- The problem
Please turn the lines below into a JSON list of strings, one string per line, skipping any blank lines. Leave the pictures out of your answer.

(Items stored from a collection)
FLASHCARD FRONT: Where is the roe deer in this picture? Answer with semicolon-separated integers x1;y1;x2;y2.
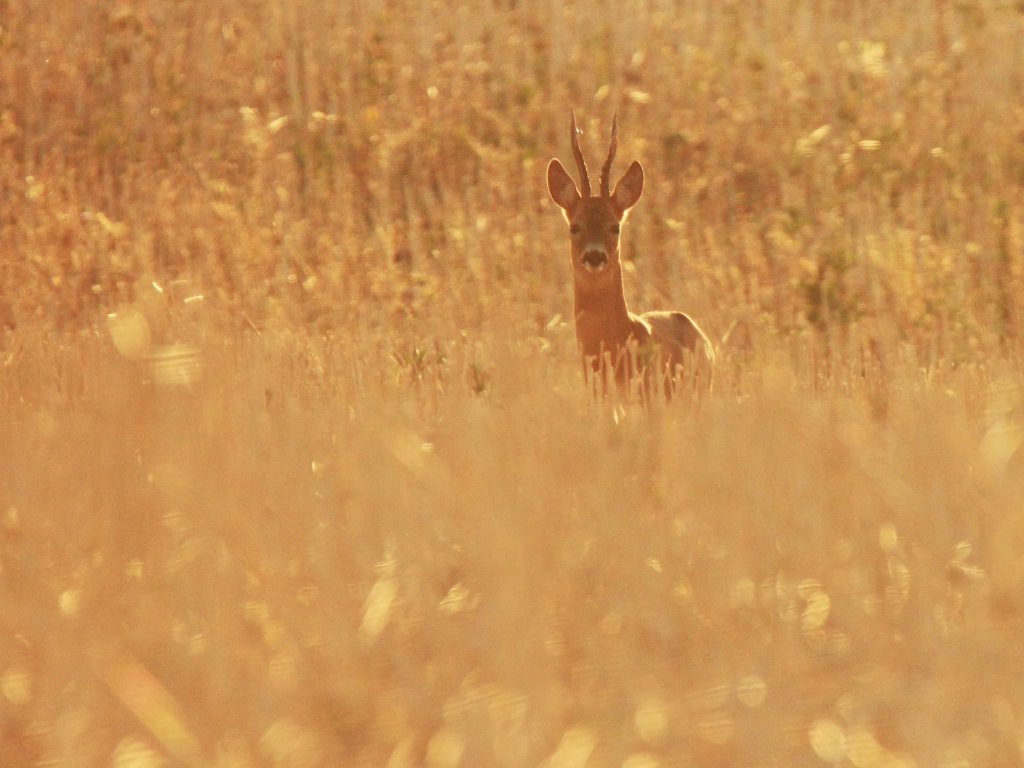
548;112;715;391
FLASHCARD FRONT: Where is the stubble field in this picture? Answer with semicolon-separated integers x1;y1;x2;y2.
0;0;1024;768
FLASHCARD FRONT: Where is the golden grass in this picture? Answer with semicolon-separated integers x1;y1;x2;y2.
0;0;1024;768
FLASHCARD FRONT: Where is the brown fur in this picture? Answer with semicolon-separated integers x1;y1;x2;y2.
548;115;715;397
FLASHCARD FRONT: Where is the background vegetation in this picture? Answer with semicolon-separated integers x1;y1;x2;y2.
0;0;1024;768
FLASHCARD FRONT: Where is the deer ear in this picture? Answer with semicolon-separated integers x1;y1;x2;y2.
548;160;580;212
611;160;643;214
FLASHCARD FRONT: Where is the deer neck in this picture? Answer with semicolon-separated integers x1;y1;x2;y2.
573;266;633;356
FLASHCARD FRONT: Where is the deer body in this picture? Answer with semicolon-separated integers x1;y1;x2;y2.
548;114;715;393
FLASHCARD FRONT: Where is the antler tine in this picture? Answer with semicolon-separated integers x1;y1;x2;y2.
569;110;590;198
601;113;618;198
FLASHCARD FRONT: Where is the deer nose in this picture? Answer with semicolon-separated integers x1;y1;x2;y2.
583;248;608;272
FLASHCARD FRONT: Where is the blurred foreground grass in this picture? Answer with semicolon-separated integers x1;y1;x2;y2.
0;332;1024;766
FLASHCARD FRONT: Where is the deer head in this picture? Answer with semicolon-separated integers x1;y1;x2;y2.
548;113;643;290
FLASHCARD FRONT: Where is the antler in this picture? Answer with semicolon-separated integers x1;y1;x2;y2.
601;113;618;198
569;110;590;198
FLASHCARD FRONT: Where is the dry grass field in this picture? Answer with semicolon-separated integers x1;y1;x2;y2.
0;0;1024;768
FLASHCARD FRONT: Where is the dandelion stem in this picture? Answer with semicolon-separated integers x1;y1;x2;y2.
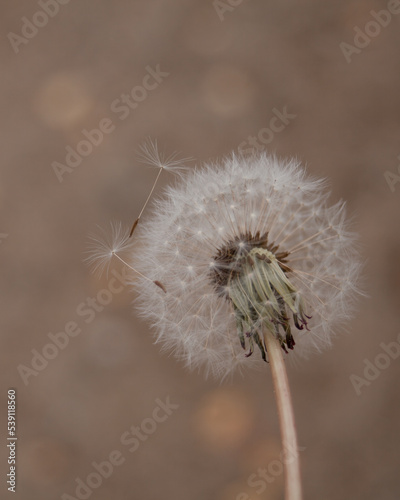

- Problem solution
[
  "FLASHCARD FRONT: Where is the roe deer in this picture? Answer with semicolon-separated integers x1;y1;x2;y2.",
  "548;112;715;391",
  "FLASHCARD FRONT: Where is the stubble field in this picture? Answer with semicolon-separated integers x1;y1;x2;y2.",
  "0;0;1024;768",
  "FLASHCARD FRONT: Where is the golden grass in this picture? Answer with semicolon-separated integers x1;y1;x2;y2.",
  "0;0;1024;768",
  "FLASHCARD FRONT: Where is the brown fur in this picture? Answer with semicolon-separated integers x1;y1;x2;y2.",
  "548;115;715;397",
  "FLASHCARD FRONT: Where is the background vegetation in this picture? Answer with semicolon-separated integers x1;y1;x2;y2.",
  "0;0;1024;768",
  "FLASHCARD FRONT: Where is the deer ear in this picture? Answer with semicolon-separated integers x1;y1;x2;y2.",
  "548;160;580;212",
  "611;160;643;214",
  "FLASHCARD FRONT: Where is the deer neck in this picture? Answer with semicolon-separated integers x1;y1;x2;y2.",
  "573;266;633;356",
  "FLASHCARD FRONT: Where is the deer body in this picture? Answer with semicolon-separated integers x1;y1;x2;y2.",
  "548;114;715;393",
  "FLASHCARD FRONT: Where is the antler tine in this picture? Answer with semicolon-separated integers x1;y1;x2;y2.",
  "569;110;590;198",
  "601;113;618;198",
  "FLASHCARD FRONT: Where is the deer nose in this picture? Answer with semicolon-separated integers x1;y1;x2;y2.",
  "583;248;608;272",
  "FLASHCARD FRONT: Where is the blurred foreground grass in this picture? Answer with semicolon-separated integers x1;y1;x2;y2.",
  "0;332;1024;766",
  "FLASHCARD FRONT: Where is the deer head in this picture? Answer with semicolon-separated integers x1;y1;x2;y2.",
  "548;113;643;290",
  "FLASHCARD FRONT: Where is the antler in this picture? Answer with semicolon-separated integers x1;y1;x2;y2.",
  "601;113;618;198",
  "569;110;590;198",
  "FLASHCARD FRONT: Where is the dry grass field in this picture? Answer with semicolon-separated integers x1;y1;x2;y2.",
  "0;0;1024;768",
  "FLASHCARD FRONT: Where is the dandelion stem in this picture? Answer with semicolon-separated integers x1;y1;x2;y2."
]